### [BRIEF]
Rewrite the part of the items below that opens with their first line and closes with the line containing "(1515, 328)", both included, as a numbered list without blank lines.

### [TASK MATERIAL]
Begin

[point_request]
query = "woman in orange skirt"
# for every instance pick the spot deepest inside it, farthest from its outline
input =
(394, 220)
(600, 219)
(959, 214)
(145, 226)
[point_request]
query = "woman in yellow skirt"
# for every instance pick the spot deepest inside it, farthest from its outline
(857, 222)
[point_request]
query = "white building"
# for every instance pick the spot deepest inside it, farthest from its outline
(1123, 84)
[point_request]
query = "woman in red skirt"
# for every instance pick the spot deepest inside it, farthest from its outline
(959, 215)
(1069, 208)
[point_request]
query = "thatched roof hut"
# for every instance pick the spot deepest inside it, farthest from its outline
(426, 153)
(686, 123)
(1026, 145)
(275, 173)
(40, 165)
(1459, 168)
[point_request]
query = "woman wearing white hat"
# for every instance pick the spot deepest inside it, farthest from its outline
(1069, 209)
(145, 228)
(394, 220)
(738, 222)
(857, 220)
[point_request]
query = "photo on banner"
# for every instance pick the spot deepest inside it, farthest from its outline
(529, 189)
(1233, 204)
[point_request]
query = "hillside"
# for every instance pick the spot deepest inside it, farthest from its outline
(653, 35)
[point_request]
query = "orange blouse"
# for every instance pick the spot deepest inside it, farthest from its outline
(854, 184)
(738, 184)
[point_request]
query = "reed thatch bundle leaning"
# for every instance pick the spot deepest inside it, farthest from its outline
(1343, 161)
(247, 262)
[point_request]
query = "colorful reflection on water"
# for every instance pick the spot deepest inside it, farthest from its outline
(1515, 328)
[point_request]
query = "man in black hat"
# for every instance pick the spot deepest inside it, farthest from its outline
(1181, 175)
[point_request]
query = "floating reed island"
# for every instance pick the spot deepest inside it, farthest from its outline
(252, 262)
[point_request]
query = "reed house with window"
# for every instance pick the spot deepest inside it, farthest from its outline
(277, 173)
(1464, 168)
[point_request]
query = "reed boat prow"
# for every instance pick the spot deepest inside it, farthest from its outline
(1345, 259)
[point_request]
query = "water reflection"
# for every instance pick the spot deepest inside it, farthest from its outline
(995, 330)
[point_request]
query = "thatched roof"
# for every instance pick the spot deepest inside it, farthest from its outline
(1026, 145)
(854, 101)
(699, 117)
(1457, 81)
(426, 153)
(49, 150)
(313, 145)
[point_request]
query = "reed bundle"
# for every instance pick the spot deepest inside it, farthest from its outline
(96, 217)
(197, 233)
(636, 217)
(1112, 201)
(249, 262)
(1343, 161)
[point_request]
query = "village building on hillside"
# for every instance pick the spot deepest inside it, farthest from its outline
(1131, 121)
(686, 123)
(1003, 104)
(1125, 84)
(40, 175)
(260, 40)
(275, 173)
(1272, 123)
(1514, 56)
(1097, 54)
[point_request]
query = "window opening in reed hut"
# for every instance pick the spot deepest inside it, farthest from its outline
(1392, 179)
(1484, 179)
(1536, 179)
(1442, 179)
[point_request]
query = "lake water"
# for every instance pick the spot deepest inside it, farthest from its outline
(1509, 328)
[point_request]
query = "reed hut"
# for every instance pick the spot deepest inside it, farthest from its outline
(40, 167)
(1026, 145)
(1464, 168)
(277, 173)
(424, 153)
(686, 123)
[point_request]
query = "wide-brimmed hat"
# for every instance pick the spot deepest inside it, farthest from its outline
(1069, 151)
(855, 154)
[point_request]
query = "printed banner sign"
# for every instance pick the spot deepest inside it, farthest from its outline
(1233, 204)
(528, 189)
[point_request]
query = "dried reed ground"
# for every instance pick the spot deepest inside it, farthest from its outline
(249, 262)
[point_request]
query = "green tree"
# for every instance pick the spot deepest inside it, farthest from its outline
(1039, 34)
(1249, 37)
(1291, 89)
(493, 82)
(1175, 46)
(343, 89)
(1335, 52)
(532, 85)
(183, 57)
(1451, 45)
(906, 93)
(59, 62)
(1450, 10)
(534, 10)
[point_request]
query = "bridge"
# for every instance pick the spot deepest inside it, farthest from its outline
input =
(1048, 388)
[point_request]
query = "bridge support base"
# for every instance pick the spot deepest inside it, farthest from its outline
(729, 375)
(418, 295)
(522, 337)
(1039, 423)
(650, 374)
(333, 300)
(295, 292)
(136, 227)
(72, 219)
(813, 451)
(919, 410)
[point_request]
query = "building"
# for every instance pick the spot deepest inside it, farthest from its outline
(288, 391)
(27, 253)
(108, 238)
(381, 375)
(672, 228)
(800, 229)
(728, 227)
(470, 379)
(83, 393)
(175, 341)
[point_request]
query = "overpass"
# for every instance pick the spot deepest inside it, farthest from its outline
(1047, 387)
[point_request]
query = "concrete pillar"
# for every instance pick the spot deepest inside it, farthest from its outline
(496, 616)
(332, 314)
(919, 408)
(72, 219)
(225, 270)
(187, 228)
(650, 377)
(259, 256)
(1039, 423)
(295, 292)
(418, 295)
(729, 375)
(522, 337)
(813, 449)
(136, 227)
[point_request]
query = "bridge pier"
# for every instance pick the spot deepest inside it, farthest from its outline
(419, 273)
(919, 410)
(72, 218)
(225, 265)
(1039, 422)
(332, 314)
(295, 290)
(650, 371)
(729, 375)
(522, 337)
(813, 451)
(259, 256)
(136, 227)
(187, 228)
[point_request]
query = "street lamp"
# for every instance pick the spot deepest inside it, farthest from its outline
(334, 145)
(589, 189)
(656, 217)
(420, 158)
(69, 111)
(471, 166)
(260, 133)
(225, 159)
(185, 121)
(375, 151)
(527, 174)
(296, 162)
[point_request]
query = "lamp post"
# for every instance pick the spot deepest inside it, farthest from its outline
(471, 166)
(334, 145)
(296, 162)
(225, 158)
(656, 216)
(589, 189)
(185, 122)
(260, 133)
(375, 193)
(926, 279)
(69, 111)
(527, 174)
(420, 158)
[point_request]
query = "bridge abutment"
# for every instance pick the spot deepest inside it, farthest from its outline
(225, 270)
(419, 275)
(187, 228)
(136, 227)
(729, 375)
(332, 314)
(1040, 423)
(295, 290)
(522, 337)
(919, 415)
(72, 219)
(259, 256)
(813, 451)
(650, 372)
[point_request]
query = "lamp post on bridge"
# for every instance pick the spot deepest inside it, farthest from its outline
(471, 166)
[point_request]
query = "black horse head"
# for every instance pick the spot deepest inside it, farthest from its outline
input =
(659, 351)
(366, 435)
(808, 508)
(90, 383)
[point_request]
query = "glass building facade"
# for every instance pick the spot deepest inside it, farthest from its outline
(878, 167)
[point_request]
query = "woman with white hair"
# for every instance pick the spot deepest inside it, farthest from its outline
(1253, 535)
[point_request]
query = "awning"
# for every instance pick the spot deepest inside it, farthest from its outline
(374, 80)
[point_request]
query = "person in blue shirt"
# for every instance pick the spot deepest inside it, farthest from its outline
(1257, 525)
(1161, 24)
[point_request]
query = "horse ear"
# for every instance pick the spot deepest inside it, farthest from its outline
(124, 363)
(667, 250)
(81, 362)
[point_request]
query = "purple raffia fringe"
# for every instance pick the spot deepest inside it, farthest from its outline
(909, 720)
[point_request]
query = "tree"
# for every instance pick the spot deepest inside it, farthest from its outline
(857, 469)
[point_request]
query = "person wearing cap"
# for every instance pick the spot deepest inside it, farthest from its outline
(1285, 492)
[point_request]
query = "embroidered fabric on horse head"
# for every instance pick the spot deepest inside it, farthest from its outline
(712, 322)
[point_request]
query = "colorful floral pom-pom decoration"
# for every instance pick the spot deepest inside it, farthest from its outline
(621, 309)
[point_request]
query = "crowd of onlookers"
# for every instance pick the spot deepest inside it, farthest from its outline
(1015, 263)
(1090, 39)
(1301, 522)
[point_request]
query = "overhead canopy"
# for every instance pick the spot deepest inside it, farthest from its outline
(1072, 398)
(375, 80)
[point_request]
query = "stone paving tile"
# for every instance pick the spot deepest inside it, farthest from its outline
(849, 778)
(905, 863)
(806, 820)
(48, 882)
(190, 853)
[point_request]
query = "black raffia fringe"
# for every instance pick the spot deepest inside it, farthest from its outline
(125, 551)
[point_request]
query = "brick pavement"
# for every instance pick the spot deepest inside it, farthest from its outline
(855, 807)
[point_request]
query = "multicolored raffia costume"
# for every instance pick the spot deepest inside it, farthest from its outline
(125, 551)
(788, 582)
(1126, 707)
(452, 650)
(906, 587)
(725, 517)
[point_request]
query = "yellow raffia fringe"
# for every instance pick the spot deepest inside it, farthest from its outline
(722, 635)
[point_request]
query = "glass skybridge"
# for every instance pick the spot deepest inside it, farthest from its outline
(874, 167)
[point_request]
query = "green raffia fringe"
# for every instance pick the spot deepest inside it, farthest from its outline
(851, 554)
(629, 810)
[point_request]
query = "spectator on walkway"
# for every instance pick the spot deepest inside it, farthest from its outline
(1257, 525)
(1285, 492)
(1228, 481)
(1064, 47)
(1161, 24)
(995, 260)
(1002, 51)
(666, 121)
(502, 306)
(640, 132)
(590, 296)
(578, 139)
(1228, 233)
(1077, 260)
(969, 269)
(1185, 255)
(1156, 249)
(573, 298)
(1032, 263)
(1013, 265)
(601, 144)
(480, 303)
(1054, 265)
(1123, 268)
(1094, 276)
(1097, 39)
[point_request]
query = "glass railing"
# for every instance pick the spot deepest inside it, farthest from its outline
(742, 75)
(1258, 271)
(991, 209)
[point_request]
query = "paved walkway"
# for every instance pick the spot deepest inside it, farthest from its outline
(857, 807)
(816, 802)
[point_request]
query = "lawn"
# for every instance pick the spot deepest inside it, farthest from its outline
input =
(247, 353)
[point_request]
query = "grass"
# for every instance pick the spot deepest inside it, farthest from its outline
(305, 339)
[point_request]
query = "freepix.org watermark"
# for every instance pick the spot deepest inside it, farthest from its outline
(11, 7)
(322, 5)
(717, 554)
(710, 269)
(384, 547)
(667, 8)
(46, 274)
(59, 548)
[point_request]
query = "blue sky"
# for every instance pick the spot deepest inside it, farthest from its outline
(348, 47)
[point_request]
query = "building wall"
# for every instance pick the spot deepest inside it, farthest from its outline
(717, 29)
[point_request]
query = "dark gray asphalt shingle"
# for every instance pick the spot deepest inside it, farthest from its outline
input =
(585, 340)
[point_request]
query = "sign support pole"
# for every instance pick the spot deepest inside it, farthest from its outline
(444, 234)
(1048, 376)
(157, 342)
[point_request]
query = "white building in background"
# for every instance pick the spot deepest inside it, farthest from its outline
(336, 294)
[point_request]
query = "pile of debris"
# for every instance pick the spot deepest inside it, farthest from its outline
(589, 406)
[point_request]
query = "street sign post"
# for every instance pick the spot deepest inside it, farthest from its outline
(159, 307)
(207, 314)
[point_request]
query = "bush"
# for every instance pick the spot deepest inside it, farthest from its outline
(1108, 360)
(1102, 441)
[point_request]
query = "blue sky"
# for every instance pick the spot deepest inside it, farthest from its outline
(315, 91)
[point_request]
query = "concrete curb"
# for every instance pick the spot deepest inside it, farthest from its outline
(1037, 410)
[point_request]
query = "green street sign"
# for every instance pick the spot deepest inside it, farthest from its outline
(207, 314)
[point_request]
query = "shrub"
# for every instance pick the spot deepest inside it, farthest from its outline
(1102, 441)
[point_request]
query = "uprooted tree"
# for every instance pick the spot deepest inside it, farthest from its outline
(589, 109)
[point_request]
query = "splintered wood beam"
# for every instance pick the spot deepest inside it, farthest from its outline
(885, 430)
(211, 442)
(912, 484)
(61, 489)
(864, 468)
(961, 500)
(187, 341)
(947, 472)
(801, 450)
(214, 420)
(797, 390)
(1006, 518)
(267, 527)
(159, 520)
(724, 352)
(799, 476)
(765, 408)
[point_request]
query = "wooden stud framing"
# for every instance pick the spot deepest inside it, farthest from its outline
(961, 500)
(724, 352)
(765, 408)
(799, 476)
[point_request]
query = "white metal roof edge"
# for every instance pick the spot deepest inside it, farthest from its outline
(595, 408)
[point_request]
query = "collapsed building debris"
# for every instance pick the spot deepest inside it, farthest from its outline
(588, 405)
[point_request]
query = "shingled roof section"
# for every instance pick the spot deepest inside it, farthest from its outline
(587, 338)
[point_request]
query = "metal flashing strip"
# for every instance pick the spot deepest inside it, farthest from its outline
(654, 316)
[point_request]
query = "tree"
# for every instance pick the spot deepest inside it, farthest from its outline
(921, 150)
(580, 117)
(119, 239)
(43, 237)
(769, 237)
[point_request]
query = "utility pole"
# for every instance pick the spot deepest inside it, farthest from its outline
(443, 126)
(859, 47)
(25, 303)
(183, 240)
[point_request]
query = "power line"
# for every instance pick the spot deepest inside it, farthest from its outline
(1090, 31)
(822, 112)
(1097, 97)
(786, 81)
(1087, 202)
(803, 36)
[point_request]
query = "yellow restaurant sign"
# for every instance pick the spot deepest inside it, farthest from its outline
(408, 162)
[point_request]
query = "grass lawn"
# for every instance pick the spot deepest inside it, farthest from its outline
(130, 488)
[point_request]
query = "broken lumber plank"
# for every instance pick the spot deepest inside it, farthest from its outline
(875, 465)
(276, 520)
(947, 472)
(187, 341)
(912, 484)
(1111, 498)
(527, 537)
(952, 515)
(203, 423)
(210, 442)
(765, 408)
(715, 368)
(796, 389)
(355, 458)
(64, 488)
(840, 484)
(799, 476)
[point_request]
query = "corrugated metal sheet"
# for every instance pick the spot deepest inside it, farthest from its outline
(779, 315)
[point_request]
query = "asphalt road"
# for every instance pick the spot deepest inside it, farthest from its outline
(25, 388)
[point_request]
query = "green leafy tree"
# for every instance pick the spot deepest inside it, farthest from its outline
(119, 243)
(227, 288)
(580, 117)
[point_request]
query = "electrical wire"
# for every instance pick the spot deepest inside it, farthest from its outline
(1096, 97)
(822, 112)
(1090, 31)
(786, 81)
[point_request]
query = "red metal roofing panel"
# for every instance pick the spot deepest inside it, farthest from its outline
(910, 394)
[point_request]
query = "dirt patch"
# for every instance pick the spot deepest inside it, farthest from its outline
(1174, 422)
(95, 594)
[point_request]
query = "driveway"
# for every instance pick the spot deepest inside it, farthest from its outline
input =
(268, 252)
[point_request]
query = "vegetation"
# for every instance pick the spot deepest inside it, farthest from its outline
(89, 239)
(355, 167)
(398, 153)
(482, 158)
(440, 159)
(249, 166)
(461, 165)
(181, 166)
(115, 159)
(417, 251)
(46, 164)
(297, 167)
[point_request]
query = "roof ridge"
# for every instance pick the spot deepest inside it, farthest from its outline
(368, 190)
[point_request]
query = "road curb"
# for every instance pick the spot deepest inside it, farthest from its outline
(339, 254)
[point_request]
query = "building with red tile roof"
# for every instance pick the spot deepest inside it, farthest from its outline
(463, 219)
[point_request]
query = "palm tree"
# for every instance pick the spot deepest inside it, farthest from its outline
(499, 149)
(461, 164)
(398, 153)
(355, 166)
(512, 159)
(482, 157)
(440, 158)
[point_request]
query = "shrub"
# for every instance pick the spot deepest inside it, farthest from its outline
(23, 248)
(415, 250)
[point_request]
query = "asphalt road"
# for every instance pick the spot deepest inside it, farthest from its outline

End

### [THE OUTPUT]
1. [point_request]
2. query = "woman in orange skirt"
3. # for every instance pick the spot deepest inside it, farthest from its outline
4. input =
5. (394, 220)
6. (600, 219)
7. (959, 214)
8. (145, 226)
9. [point_request]
10. query = "woman in yellow skirt"
11. # for every instance pick the spot deepest inside it, farthest from its outline
12. (857, 222)
13. [point_request]
14. query = "white building"
15. # for every instance pick the spot deepest inside it, farthest from its outline
16. (1123, 84)
17. [point_request]
18. query = "woman in red skirt"
19. # for every instance pick the spot deepest inside it, farthest from its outline
20. (959, 215)
21. (1069, 208)
22. [point_request]
23. query = "thatched roof hut"
24. # for every instance pick the spot deepest inside it, farthest from its outline
25. (426, 153)
26. (686, 123)
27. (1026, 145)
28. (275, 173)
29. (40, 165)
30. (1459, 168)
31. [point_request]
32. query = "woman wearing white hat"
33. # for every instance pick the spot deepest inside it, farthest from its outline
34. (1069, 209)
35. (145, 228)
36. (394, 220)
37. (738, 222)
38. (857, 220)
39. [point_request]
40. query = "photo on banner"
41. # for every instance pick the spot deepest inside it, farthest from its outline
42. (529, 189)
43. (1233, 204)
44. [point_request]
45. query = "hillside"
46. # for every instance pick the spot deepest inside it, farthest from its outline
47. (653, 35)
48. [point_request]
49. query = "orange blouse"
50. # for every instance pick the spot deepest inside it, farthest from its outline
51. (854, 184)
52. (738, 184)
53. [point_request]
54. query = "reed thatch bundle leaning"
55. # for every instance pick the spot deepest inside it, farthest from its outline
56. (1343, 161)
57. (247, 262)
58. [point_request]
59. query = "colorful reflection on water"
60. # for every instance pick the spot deepest inside it, farthest from its outline
61. (1515, 328)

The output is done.